*** EXCERPTED DATA ***

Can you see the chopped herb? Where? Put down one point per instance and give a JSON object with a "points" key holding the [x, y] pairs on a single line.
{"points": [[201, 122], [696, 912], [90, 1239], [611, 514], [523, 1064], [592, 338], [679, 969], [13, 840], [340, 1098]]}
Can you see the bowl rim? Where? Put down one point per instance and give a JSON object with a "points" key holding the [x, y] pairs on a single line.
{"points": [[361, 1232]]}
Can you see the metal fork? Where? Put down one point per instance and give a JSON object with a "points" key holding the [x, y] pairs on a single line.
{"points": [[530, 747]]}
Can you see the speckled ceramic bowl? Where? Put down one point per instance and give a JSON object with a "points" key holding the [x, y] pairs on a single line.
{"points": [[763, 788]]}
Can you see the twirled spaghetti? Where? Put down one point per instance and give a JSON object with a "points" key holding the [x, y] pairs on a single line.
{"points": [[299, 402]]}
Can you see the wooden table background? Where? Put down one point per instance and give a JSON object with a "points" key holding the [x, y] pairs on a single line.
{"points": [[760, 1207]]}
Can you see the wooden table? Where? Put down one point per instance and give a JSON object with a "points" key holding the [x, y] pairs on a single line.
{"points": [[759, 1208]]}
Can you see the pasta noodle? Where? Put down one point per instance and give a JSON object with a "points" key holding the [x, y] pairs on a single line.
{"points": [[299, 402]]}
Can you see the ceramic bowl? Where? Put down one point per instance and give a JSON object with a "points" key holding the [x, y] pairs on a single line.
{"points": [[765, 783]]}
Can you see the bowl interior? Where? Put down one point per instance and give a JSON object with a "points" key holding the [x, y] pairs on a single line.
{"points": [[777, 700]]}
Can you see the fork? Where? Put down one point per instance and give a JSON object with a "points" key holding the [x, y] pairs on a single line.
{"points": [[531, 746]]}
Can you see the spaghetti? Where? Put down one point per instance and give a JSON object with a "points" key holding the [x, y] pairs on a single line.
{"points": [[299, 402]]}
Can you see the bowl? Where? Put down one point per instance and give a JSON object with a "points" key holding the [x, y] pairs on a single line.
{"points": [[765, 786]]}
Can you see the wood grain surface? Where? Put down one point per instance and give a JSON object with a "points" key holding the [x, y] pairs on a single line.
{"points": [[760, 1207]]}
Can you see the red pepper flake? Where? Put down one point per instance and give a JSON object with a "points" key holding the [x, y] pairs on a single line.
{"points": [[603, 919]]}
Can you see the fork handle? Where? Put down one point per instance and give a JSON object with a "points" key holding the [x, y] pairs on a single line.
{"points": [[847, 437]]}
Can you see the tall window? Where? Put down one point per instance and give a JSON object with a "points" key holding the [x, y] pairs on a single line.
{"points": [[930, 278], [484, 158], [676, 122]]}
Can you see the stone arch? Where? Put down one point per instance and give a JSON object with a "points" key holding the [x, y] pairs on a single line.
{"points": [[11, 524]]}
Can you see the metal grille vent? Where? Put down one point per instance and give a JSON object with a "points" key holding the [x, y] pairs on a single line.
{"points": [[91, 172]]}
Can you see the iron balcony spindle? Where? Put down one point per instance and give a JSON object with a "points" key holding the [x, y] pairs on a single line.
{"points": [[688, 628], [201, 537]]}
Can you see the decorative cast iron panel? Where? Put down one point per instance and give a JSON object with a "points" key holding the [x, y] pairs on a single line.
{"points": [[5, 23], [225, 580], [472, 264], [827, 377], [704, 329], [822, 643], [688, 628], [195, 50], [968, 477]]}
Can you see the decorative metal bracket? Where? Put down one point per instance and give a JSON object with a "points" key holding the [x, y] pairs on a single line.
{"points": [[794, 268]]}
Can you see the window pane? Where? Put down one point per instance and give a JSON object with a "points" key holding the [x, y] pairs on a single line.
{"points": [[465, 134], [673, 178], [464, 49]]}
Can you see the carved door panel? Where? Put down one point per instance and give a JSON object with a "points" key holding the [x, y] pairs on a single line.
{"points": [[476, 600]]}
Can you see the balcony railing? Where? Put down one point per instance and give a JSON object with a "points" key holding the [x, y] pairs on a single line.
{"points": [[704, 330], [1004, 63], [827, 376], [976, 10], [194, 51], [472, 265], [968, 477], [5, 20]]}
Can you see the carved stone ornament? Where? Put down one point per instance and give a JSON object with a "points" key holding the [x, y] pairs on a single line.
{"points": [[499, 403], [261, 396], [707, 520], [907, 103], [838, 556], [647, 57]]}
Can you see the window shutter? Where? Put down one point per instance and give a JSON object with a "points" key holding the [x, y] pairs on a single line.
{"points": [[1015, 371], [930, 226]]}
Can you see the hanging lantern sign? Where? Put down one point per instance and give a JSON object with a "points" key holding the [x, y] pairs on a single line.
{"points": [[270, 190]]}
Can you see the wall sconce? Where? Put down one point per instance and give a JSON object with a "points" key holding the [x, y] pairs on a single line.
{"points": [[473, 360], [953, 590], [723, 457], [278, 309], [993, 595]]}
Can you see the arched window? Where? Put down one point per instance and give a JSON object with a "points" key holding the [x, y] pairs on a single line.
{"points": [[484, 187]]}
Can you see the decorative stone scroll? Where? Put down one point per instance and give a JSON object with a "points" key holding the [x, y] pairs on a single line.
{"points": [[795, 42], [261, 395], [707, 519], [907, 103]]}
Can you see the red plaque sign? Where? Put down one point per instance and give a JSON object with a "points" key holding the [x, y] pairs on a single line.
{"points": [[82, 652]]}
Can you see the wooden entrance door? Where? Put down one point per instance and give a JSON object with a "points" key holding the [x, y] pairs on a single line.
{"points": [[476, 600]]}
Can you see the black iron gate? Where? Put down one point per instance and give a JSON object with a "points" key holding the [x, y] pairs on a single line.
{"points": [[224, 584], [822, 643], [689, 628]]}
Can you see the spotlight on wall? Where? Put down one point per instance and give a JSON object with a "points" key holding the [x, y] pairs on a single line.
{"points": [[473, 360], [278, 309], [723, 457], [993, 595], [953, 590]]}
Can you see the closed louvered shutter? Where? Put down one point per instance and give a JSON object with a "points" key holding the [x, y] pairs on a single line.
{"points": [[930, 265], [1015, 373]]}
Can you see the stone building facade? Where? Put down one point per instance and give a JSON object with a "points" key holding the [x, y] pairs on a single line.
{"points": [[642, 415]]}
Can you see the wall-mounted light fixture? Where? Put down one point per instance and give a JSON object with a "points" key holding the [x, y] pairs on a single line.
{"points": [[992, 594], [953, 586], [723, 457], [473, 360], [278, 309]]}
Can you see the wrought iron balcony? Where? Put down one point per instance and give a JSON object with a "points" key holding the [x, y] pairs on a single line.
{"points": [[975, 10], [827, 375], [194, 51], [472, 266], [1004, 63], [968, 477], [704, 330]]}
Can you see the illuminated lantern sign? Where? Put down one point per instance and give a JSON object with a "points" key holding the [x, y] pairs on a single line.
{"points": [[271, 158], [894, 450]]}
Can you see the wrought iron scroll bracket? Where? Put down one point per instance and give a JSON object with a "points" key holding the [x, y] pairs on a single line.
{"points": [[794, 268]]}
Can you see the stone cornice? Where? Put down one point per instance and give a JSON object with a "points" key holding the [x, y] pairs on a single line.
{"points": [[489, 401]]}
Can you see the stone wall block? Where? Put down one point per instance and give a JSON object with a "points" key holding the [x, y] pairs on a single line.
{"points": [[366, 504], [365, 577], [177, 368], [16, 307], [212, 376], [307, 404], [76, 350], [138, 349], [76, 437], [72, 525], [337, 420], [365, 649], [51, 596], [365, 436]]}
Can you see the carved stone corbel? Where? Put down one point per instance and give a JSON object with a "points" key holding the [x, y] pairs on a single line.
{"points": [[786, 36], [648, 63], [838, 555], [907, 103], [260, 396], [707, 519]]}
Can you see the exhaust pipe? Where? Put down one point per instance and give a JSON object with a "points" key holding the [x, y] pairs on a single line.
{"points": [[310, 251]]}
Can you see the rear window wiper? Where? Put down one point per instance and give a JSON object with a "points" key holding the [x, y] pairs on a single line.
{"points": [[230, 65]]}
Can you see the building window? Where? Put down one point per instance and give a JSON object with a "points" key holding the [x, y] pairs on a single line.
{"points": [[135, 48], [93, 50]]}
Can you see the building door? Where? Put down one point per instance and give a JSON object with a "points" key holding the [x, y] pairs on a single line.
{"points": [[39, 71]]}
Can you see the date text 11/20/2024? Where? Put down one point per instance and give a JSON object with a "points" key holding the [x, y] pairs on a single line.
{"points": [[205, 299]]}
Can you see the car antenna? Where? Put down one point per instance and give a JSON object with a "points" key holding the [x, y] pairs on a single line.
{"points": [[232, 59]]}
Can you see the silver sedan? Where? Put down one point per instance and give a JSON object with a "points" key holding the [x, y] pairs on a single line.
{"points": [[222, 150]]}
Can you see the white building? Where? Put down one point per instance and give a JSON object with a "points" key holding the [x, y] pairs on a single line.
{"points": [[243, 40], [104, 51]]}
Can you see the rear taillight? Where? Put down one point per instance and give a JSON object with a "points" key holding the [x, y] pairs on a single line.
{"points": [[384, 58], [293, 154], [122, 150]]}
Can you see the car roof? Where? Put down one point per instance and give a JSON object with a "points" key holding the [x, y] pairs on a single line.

***

• _INSTRUCTIONS TO FOLLOW_:
Could you write out the entries again, requests included, starting with the line that contains "Can you see the building door?" and going on through the end of the entries, with every x and y coordinate in the answers multiplied by 1.55 and rounded to a whole number, halves rounded up?

• _SOLUTION FOR THIS EXERCISE_:
Can you see the building door? Where? Put down one point per instance and give a JSON object with a "points" key holding the [x, y] pairs on a single line.
{"points": [[60, 110]]}
Can you see the date text 11/20/2024? Where? Put down one point per instance and give a JSON object with a "points" key holding the [x, y] pairs on a single line.
{"points": [[318, 463]]}
Can you see the car antenna? Where? Put down one point per instance and give a JSON object with a "points" key holding the [x, y] pairs on a single line.
{"points": [[360, 91]]}
Can you see the silver sedan? Where? Put down one point per instance and give a JSON object with a "points" key holding the [x, y] pairs on a single line.
{"points": [[344, 233]]}
Can you see the white building? Where? Put down one point per instance and give a JSON object with a "points" key holding the [x, y] pairs on a single line.
{"points": [[377, 62], [161, 79]]}
Can you see the rear taillight? Where? Put down one point per instance and give a JSON object with a "points" key holding the [x, y] pairs on a single line.
{"points": [[595, 90], [454, 239], [189, 233]]}
Can you see the car roof? Where? Put down one point per instance and give a JSON object with a "points" key holding the [x, y] pairs on a single line.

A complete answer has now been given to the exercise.